§ **Excerpt provided**:
┌──

#30 xchm crashes with signal 11 (SIGSEGV)

CHM access (5)
manuel wolfshant

While trying to open the chm file available at http://www.springframework.net/doc-latest/reference/htmlhelp/spring-net-reference.chm, xchm crashes.
The problem was initially reported at https://bugzilla.redhat.com/show_bug.cgi?id=701827 but can be reproduced always at least in F14 and Scientific Linux 6 ( a clone of RHEL 6), even when using xchm-1.19-1
Test rpm builds are available at http://koji.fedoraproject.org/koji/taskinfo?taskID=3048888 ( for Fedora 14) and http://koji.fedoraproject.org/koji/taskinfo?taskID=3048897 ( for RHEL 6 )


1 2 > >> (Page 1 of 2)
  • The CHM document is properly displayed, xCHM works fine

  • This is most likely a problem specific to the Fedora build. I don't have a Fedora system, so I can't check it out, but I did load your CHM file in my xCHM 1.19 build on a Gentoo Linux with wxGTK-2.8.11 (both Unicode and non-Unicode versions of the library). As you can see in the attached screenshot, it works just fine.

    You should report this to the Fedora xCHM package maintainers, or at least obtain a backtrace of the crash using gdb and debug versions of xCHM and wxGTK.

    • status: open --> closed-works-for-me
  • I am the maintainer :) As of the build, there is nothing special, it's just an usual configure/make + create rpm process.

    The backtrace for the segfault in 1.17.1 is available at https://bugzilla.redhat.com/attachment.cgi?id=496675 ( part of https://bugzilla.redhat.com/show_bug.cgi?id=701827 ). In 1.19.1 the failure is similar.

    If you need more details I'll be happy to provide, just teach me how to obtain them as my gdb skills are close to zero.

  • What version of wxGTK are you using? I see that you're using 2.8 from the backtrace, but 2.8.what? Also, are you building xCHM for a 64bit platform? I see in the backtrace that xchm is linked with libraries from /lib64. My builds (that work fine) are 32bit builds. I've tested on Windows as well, and it works just fine.

    So, a couple of suggestions:

    1. make sure all your libraries are either 32-bit or 64-bit, but not mixed. I'm especially talking about wxGTK here, but libstdc++ is also important.

    2. when obtaining backtraces, try to work with an xchm binary that hasn't been aggressively optimized by the compiler. What this means is, you need to run "./configure --enable-debug" for xchm (without --enable-optimize). There are an awful lot of <value optimized out>s in there, and it makes it very hard to fully understand the problem.

    Again, I'm pretty sure this is something particular to your build, because A. I've never recevied a similar bug report before, and 1.17 has been out for years, and 2. I've tested with your CHM now on both Linux and Windows and it works fine.

    If all else fails, comment out these lines in chmfile.cpp, starting at line 434:

    // toBuild->Freeze();
    // bool btoc = BinaryTOC(toBuild);
    // toBuild->Thaw();
    // if(btoc)

└──

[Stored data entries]
┌──

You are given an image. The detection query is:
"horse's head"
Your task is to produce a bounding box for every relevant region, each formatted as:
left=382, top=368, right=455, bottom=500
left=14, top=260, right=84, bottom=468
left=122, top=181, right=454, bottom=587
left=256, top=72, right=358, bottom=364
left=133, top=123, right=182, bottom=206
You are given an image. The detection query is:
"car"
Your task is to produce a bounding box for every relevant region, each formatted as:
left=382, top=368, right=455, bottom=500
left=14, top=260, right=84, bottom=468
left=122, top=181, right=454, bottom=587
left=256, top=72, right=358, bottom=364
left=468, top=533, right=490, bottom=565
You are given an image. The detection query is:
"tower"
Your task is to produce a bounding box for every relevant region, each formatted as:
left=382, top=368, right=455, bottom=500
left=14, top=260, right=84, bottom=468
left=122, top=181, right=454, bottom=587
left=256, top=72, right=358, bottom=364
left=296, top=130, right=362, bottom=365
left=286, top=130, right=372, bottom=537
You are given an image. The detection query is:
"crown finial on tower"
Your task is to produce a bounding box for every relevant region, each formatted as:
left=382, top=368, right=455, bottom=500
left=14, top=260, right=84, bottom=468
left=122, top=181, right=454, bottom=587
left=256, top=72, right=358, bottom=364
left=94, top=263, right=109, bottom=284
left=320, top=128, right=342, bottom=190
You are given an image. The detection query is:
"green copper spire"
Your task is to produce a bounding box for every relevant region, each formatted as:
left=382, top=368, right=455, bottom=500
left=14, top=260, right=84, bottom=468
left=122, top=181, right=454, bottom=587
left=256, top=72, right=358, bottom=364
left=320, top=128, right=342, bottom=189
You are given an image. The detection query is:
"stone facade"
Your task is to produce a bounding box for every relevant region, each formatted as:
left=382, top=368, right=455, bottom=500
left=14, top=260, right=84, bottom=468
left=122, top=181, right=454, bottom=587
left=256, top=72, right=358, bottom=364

└──

§ **Job 1**:
Repeat the passage of the xCHM crash thread from "The problem was" up to and including "(Page 1 of 2)".
§ **Job 2**:
In the xCHM crash thread, why does the developer recommend running "./configure --enable-debug" without --enable-optimize when getting backtraces? Answer in one to three sentences.
§ **Job 3**:
Resume the xCHM crash thread from the point where it stops.
The entries have nothing to do with the xCHM crash thread.

§ **Expected answer 1**:
The problem was initially reported at https://bugzilla.redhat.com/show_bug.cgi?id=701827 but can be reproduced always at least in F14 and Scientific Linux 6 ( a clone of RHEL 6), even when using xchm-1.19-1
Test rpm builds are available at http://koji.fedoraproject.org/koji/taskinfo?taskID=3048888 ( for Fedora 14) and http://koji.fedoraproject.org/koji/taskinfo?taskID=3048897 ( for RHEL 6 )


1 2 > >> (Page 1 of 2)

§ **Expected answer 2**:
An aggressively optimized binary fills the backtrace with many "<value optimized out>" entries. That makes the problem very hard to fully understand.

§ **Expected answer 3**:
    // return true;

    then recompile xchm and let me know if it still crashes.

  • Both RHEL6 and Fedora 14 use the packages wxBase-2.8.11-3 and wxGTK-2.8.11-3
    All tests seem to have been performed on 64bit platforms. At least those made last night with xchm-1.19.1 were performed on 64 bit platforms , for sure.
    As of your suggestions
    1. Fedora's build system ensures that proper libs are used. There is no way to make errors here unless you really do something very stupid.
    2. The buld log for the F14 packages says that the following options were used:
    ./configure --build=x86_64-redhat-linux-gnu --host=x86_64-redhat-linux-gnu --program-prefix= --disable-dependency-tracking --prefix=/usr --exec-prefix=/usr --bindir=/usr/bin --sbindir=/usr/sbin --sysconfdir=/etc --datadir=/usr/share --includedir=/usr/include --libdir=/usr/lib64 --libexecdir=/usr/libexec --localstatedir=/var --sharedstatedir=/var/lib --mandir=/usr/share/man --infodir=/usr/share/info --disable-dependency-tracking

    --enable-optimize does not seem to be present. Do you see any other flag which might create issues?

    You mentioned that all your tests were performed with 32bit versions of the binary. In the past I've seen programs which were not 64bit friendly, could there be a difference in the way your program behaves , triggered by the different architecture ?

    3. I'll give it a spin and see what comes out.


  • I'm not sure what you mean by "F14 packages". I was referring to xCHM only, and the proper way to compile it for testing is after a "./configure --enable-debug". --enable-optimize needs to be ommited as a configure parameter, and --enable-debug needs to be present.

    I'm not going to say that it's impossible that the 64 bit version might have some problem that escaped my attention due to the fact that I'm only using 32-bit operating systems, but that would have to be quite unlikely since 1. where it would matter, I use explicit types such as uint32_t, uint64_t and so on, so that's not platform-dependent, and 2. the latest Gentoo Linux ebuild for xCHM has been tested on both PPC and x86_64 systems and has been deemed stable.

    The wxGTK version you're using should be OK. I've tested with 2.8.11 on Gentoo and it works fine (2.8.12 too).

    I assume the problem only occurs with this particular CHM file, is that correct? Other CHM documents work fine?

  • Sorry, I forgot to answer your other question: no, the other configure flags, assuming they've been applied to xCHM, should not affect it in any bad way. But --enable-debug should be present.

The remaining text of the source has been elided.